* **SET TASK**:
Copy out the entries below precisely; nothing is to be omitted.

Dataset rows
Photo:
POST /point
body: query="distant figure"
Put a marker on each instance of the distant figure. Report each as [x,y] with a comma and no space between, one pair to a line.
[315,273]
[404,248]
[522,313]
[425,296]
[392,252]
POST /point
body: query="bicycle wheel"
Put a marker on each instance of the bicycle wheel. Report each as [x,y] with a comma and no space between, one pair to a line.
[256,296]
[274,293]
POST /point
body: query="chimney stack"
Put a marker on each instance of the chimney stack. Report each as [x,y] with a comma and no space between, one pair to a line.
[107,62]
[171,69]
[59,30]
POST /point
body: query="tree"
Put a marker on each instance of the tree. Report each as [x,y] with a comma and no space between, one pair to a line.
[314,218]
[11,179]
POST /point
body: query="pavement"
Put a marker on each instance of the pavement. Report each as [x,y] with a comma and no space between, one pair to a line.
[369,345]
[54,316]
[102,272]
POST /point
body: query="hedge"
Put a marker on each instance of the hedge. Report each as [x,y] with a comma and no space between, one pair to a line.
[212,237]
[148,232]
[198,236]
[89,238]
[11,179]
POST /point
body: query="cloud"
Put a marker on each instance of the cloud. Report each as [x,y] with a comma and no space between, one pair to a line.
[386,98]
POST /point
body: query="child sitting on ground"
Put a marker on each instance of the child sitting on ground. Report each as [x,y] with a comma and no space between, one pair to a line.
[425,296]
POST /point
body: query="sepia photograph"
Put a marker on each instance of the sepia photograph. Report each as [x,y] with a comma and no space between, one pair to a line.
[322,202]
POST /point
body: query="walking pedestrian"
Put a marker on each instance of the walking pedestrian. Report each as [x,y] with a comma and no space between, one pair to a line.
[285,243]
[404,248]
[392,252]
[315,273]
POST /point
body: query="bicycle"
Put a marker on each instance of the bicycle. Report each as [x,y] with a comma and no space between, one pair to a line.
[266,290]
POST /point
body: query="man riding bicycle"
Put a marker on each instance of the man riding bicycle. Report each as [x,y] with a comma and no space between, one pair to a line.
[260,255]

* **FULL OUTPUT**:
Photo:
POST /point
body: query="distant figure"
Put a marker on each instance of the distant figure. Report each as [x,y] with a comma and no space between, one pair to a line.
[315,273]
[404,248]
[522,313]
[425,296]
[392,252]
POST /point
body: query="bicycle wheel"
Put a marker on each instance of the bicycle wheel. Report each as [x,y] with a comma and no space between, one pair to a line.
[256,296]
[274,293]
POST /point
body: query="chimney stack"
Put a marker on each instance of the chimney stack. Report each as [x,y] with a comma and no space between, one pair to a line.
[107,62]
[171,69]
[59,30]
POST /point
body: query="tree"
Put a marker on each instance of the tree. Report each as [x,y] with a comma and no space between, one pair to a line.
[314,218]
[11,179]
POST /point
body: query="pavement"
Put a marker on each instance of the pavement. Report each as [x,y] with a comma and no space between, one pair to a line.
[369,345]
[54,316]
[102,272]
POST /point
body: query="hedge"
Put a marker on each instance of the hedge. Report each as [x,y] with a comma and no space between, one pair to a line.
[212,237]
[148,232]
[198,236]
[89,238]
[11,179]
POST /point
body: query="cloud"
Put a marker on each instance of the cloud. Report each as [x,y] with a comma and no space between, one pair to a line.
[386,98]
POST /point
body: query="child sitting on ground"
Put a marker on each instance of the child sitting on ground. Report each as [x,y] with a comma and no space between, one pair to a line.
[425,296]
POST /point
body: query="sepia photograph"
Put a marker on each instance of the sepia photograph. Report each as [x,y] with a comma and no space between, one pair to a line.
[322,202]
POST /point
body: query="walking pedestrian"
Put a marker on each instance of the walking pedestrian. Report each as [x,y] with a comma and no space between, one pair to a line.
[285,243]
[404,248]
[392,252]
[315,273]
POST /point
body: query="bicycle"
Put a marker on each instance of the bicycle. Report each as [x,y] with a comma and no space between, one pair to a line.
[266,290]
POST /point
body: query="man riding bicycle"
Put a marker on each instance of the man riding bicycle. Report each as [x,y] with a comma and no space between, one pair to a line.
[260,255]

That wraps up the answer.